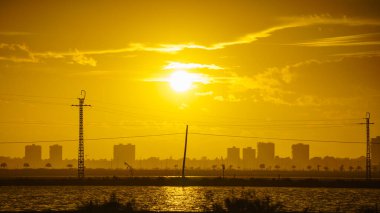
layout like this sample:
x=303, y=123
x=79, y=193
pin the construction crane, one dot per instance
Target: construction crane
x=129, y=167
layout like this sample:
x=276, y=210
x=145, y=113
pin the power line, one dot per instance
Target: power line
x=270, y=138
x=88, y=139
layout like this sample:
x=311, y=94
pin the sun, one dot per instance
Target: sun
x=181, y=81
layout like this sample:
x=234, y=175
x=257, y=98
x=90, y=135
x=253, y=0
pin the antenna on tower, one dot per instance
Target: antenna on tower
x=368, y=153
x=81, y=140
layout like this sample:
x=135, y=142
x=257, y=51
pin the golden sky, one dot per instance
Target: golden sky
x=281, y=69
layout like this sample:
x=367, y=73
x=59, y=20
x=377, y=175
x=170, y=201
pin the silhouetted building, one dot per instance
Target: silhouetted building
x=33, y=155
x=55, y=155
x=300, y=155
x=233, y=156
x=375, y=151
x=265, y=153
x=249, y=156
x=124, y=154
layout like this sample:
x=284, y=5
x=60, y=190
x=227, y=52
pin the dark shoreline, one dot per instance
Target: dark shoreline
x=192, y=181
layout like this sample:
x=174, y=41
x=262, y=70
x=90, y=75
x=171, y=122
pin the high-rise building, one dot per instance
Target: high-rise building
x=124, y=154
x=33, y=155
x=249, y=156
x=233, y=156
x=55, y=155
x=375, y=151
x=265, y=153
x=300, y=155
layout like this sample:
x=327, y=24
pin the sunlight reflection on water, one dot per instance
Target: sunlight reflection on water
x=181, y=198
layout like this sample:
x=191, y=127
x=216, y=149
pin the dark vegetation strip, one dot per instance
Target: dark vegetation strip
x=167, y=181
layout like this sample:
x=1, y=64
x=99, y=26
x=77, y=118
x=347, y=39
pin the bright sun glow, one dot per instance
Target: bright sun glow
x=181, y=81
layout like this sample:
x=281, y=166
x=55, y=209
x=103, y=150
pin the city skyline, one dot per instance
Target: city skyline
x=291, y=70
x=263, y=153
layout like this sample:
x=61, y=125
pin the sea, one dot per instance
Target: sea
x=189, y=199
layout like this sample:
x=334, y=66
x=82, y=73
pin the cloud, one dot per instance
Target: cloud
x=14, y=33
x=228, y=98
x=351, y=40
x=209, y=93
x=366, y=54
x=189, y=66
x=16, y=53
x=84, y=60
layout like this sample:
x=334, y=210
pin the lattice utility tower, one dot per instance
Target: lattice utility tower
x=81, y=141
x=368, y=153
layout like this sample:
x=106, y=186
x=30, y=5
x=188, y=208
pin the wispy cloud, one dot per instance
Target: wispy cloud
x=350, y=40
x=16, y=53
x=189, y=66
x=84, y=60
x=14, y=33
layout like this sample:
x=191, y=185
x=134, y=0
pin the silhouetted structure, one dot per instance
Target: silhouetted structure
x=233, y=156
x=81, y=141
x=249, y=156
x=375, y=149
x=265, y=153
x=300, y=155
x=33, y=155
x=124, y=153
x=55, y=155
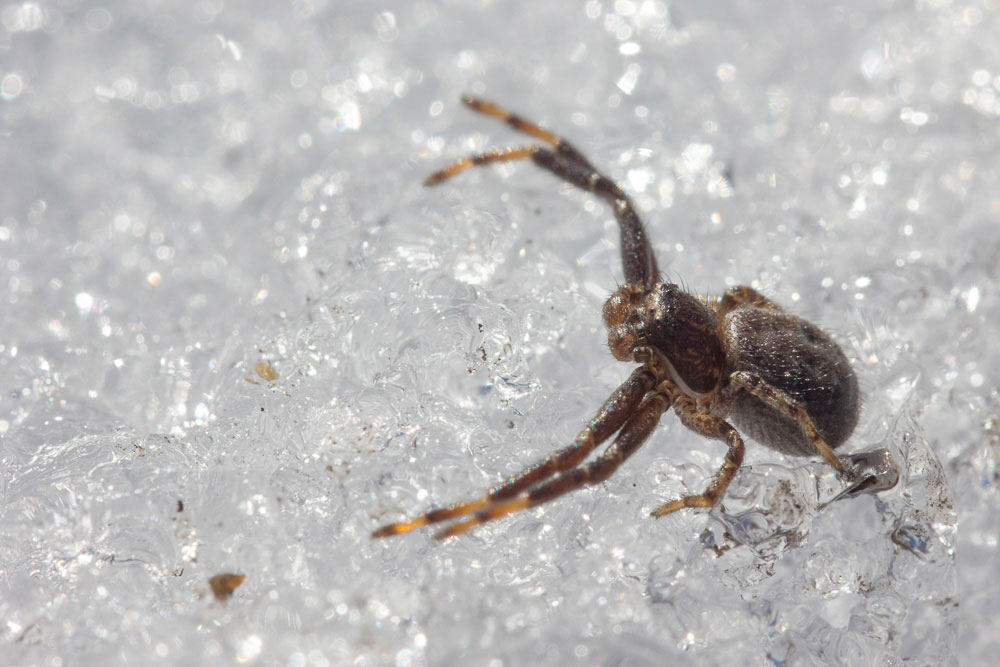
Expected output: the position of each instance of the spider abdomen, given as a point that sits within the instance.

**THE REQUEST:** Rewrite all of the material above with "one point per instance" substituted for every occurrence of "one dot per instance", keeping everything else unchanged. Omit the pictures from your answer.

**TASK OUTPUT:**
layout like this sample:
x=303, y=123
x=79, y=193
pin the construction crane, one point per instance
Target: construction crane
x=129, y=167
layout like this sample:
x=276, y=210
x=145, y=113
pin the power line, one point per instance
Target: power line
x=270, y=138
x=88, y=139
layout like this sample:
x=311, y=94
pin the sun, one point per instance
Target: sun
x=181, y=81
layout like this sample:
x=234, y=175
x=257, y=98
x=90, y=135
x=253, y=0
pin the antenna on tower, one point per instance
Target: antenna on tower
x=368, y=153
x=81, y=140
layout like this sample:
x=135, y=142
x=257, y=51
pin the golden sky, one point per instance
Target: golden sky
x=281, y=69
layout like this sample:
x=367, y=73
x=59, y=20
x=377, y=175
x=170, y=201
pin the silhouetted building, one point per instance
Target: silhouetted building
x=33, y=155
x=55, y=155
x=300, y=155
x=233, y=156
x=375, y=151
x=265, y=153
x=249, y=156
x=124, y=154
layout like this sample:
x=284, y=5
x=60, y=190
x=227, y=52
pin the dark shoreline, one point per instance
Target: dark shoreline
x=192, y=181
layout like this sample:
x=174, y=41
x=262, y=70
x=90, y=75
x=171, y=122
pin the high-rise building, one point per instance
Target: high-rise building
x=124, y=154
x=33, y=155
x=249, y=156
x=233, y=156
x=55, y=155
x=375, y=151
x=265, y=153
x=300, y=155
layout like this sample:
x=327, y=24
pin the sunlight reflection on water, one point per instance
Target: sunlight reflection on water
x=181, y=198
layout like this sample:
x=191, y=127
x=216, y=149
pin the dark vegetation strip, one point per instance
Target: dark vegetation strip
x=167, y=181
layout like this sample:
x=1, y=64
x=99, y=26
x=77, y=118
x=347, y=39
pin the bright sun glow, one point per instance
Target: bright sun glow
x=181, y=81
layout like this sample:
x=281, y=166
x=55, y=209
x=103, y=150
pin the city skyline, one point per instance
Target: city skyline
x=291, y=70
x=263, y=153
layout like this sample:
x=61, y=125
pin the sea, one point per instance
Target: sea
x=189, y=199
layout like this sample:
x=334, y=66
x=82, y=73
pin the cloud, one point per instance
Target: cloud
x=14, y=33
x=228, y=98
x=351, y=40
x=209, y=93
x=366, y=54
x=189, y=66
x=16, y=53
x=84, y=60
layout like this sample:
x=334, y=210
pin the lattice utility tower, one point per instance
Target: lattice utility tower
x=81, y=141
x=368, y=153
layout like this sample:
x=106, y=186
x=30, y=5
x=188, y=208
pin the wispy cloud, one point per instance
Target: wispy cloud
x=350, y=40
x=16, y=53
x=189, y=66
x=84, y=60
x=14, y=33
layout like this sample:
x=191, y=185
x=134, y=0
pin the silhouetted structure, one point per instance
Target: silhouetted structure
x=233, y=156
x=81, y=141
x=249, y=156
x=375, y=149
x=265, y=153
x=300, y=155
x=33, y=155
x=124, y=153
x=55, y=155
Expected output: the position of each instance of the spider abdomen, given as a point that sits within the instance.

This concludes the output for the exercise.